> Task goal: Gather every line in the rows below that contains the string "uniform", and copy each one.

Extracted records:
***

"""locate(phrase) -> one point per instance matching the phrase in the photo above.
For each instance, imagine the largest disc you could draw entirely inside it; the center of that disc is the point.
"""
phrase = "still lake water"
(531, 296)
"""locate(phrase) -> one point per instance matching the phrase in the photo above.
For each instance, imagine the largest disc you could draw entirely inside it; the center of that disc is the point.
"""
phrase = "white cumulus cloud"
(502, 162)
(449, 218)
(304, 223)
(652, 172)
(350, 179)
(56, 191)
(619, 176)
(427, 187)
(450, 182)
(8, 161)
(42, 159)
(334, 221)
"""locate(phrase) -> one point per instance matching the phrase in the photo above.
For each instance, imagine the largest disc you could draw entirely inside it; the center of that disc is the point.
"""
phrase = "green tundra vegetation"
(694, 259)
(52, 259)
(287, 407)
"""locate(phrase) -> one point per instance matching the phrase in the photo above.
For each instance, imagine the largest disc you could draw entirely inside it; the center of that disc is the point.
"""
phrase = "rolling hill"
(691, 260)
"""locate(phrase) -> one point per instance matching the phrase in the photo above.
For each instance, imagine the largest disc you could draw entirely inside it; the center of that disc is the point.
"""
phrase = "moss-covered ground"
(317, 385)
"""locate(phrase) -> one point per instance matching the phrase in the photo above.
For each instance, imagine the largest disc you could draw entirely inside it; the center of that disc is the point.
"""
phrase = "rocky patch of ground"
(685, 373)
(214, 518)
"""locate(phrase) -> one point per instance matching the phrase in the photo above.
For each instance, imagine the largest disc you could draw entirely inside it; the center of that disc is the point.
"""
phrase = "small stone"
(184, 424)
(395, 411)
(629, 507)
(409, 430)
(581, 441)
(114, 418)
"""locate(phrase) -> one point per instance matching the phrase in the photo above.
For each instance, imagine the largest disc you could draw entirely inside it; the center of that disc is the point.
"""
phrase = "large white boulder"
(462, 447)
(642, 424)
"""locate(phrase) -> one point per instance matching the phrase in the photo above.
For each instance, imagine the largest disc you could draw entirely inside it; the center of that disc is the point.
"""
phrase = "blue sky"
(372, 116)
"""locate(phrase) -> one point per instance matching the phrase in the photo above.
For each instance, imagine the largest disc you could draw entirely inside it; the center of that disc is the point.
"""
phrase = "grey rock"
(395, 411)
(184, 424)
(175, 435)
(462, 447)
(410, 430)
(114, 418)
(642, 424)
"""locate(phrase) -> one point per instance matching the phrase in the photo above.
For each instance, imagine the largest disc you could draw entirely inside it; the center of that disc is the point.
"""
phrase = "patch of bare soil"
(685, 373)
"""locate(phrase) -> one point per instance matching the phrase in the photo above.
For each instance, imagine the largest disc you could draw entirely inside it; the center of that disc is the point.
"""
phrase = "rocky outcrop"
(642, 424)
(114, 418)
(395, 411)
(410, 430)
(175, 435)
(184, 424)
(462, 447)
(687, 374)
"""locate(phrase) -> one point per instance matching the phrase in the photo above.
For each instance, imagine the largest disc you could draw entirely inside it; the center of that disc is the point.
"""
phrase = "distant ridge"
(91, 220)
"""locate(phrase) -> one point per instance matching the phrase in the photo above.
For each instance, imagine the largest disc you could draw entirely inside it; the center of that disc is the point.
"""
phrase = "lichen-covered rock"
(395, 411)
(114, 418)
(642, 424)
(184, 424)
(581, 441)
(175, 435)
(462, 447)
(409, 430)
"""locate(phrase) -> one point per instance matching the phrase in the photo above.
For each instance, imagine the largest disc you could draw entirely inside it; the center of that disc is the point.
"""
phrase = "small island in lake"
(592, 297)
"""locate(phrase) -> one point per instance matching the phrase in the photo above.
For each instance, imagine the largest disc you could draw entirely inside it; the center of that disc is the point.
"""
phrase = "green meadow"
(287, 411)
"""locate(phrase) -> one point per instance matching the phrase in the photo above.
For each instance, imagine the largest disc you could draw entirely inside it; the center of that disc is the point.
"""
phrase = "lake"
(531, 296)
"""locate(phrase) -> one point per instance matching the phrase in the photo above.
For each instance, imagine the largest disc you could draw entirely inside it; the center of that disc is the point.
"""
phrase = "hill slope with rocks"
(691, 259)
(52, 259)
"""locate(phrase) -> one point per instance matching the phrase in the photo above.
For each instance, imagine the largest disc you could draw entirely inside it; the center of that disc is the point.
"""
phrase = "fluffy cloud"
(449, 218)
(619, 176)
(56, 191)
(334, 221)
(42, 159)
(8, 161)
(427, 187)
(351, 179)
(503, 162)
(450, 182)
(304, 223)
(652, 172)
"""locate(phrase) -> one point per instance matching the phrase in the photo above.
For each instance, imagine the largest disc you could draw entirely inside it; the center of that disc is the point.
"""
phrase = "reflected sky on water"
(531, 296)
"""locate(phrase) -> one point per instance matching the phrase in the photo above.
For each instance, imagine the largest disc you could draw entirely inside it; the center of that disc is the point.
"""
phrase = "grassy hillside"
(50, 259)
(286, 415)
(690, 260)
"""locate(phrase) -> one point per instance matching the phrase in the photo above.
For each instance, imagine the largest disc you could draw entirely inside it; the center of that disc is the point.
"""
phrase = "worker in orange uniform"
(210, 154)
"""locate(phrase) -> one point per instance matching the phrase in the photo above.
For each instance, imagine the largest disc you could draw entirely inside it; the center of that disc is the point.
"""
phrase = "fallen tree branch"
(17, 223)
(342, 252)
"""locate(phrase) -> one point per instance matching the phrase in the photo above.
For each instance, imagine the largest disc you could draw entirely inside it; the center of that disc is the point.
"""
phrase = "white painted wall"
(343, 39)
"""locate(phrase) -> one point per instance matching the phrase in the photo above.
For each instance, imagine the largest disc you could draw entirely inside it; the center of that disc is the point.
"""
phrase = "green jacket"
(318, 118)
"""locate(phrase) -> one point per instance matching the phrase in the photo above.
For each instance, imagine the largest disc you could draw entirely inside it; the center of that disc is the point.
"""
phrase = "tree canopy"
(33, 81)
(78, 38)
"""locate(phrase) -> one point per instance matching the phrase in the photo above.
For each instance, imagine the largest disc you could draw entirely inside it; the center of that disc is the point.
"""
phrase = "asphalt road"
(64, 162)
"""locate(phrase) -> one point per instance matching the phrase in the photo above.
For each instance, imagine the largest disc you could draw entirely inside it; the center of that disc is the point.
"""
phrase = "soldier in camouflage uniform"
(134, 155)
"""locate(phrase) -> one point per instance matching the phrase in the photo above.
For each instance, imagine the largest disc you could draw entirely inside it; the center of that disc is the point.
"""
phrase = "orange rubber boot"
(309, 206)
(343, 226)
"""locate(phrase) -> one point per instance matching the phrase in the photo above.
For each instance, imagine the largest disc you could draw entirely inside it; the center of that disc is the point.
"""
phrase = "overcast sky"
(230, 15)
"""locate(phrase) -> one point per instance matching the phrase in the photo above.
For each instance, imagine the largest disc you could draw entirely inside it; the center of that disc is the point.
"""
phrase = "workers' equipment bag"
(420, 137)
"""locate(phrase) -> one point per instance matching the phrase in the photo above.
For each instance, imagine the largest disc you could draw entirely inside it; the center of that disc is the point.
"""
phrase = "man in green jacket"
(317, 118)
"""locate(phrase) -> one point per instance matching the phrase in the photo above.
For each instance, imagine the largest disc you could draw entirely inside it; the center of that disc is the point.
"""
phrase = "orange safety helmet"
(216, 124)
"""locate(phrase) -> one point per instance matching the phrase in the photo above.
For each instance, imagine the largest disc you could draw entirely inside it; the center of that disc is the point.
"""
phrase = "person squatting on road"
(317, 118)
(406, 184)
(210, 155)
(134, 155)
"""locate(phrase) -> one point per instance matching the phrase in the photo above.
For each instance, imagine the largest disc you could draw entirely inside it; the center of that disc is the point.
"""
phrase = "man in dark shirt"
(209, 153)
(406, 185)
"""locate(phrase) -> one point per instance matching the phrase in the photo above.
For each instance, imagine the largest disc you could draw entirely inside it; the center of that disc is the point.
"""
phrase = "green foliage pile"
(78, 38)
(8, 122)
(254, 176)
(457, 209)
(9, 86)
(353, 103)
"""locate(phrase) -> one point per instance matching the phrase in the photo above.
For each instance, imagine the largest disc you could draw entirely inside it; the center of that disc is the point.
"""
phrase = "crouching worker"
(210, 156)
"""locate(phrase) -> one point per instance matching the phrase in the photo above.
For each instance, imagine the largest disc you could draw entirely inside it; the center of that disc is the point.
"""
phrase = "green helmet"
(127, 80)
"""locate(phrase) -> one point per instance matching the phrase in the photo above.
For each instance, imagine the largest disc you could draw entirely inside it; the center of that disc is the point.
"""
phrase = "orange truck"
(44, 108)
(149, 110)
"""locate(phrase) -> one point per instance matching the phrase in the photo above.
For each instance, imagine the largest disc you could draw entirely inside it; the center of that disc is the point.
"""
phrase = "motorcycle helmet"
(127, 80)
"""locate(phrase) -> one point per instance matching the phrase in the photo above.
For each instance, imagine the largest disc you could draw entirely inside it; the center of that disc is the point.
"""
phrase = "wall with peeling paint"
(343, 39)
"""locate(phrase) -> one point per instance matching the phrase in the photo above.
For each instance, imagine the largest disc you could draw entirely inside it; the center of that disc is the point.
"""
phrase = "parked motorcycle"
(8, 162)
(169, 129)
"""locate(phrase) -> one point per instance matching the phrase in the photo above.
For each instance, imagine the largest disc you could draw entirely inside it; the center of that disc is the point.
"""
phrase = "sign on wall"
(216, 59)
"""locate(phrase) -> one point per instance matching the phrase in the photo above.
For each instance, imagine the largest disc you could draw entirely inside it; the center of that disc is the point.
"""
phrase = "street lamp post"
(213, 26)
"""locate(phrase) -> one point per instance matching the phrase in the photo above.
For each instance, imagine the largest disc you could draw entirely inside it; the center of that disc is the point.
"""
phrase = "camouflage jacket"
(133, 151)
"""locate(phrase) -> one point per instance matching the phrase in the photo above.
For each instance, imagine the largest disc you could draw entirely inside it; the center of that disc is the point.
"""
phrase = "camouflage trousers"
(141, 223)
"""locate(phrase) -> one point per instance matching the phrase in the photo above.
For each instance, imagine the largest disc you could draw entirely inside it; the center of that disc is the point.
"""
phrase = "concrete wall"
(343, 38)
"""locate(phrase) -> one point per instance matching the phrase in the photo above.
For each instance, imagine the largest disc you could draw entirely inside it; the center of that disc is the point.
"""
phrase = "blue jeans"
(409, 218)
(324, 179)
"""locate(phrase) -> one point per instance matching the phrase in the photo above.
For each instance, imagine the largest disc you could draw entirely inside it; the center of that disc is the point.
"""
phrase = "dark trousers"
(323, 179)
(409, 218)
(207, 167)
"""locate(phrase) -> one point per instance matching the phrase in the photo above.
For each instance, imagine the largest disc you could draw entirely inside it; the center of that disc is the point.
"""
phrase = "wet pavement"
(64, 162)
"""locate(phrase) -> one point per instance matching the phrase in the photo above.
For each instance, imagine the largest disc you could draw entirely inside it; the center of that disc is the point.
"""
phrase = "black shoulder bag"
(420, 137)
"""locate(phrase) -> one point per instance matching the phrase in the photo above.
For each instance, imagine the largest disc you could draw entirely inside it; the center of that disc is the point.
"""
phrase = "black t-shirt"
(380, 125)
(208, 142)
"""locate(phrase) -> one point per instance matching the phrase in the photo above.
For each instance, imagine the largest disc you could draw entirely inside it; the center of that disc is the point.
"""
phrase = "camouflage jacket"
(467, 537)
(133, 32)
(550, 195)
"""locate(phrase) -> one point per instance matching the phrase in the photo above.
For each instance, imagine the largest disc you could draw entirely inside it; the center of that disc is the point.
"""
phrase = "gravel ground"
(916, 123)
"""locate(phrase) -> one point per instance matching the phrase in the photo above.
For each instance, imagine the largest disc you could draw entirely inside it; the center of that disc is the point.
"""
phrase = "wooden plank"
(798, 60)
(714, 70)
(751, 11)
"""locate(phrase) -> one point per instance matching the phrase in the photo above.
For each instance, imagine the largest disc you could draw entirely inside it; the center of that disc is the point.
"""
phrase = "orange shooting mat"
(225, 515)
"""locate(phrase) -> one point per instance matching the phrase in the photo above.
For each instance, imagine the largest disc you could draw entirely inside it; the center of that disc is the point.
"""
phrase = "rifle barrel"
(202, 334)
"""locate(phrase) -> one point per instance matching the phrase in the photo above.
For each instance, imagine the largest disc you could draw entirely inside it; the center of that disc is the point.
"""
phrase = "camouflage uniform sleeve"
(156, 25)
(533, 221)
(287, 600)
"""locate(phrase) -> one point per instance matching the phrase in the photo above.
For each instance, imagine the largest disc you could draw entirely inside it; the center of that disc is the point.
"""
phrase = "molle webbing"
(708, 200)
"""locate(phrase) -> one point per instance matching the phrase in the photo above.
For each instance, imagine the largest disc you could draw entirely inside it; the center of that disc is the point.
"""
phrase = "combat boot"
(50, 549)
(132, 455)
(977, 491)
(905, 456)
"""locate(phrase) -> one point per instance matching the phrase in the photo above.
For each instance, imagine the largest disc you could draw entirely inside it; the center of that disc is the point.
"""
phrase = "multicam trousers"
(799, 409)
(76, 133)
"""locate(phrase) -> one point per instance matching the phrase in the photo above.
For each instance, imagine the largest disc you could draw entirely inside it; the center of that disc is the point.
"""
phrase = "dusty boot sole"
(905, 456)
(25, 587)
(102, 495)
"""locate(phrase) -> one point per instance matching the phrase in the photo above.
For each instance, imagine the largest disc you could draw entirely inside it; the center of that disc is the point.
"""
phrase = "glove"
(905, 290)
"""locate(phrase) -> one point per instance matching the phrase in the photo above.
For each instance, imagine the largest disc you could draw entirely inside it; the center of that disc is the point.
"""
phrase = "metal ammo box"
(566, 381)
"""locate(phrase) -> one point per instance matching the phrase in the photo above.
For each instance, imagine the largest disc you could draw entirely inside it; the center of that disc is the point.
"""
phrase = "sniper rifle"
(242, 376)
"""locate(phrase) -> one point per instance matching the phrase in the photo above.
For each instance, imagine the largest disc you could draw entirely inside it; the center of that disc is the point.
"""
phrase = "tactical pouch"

***

> Final result:
phrase = "worker in orange uniform"
phrase = "soldier in camouflage uniform"
phrase = "camouflage uniform sleeve"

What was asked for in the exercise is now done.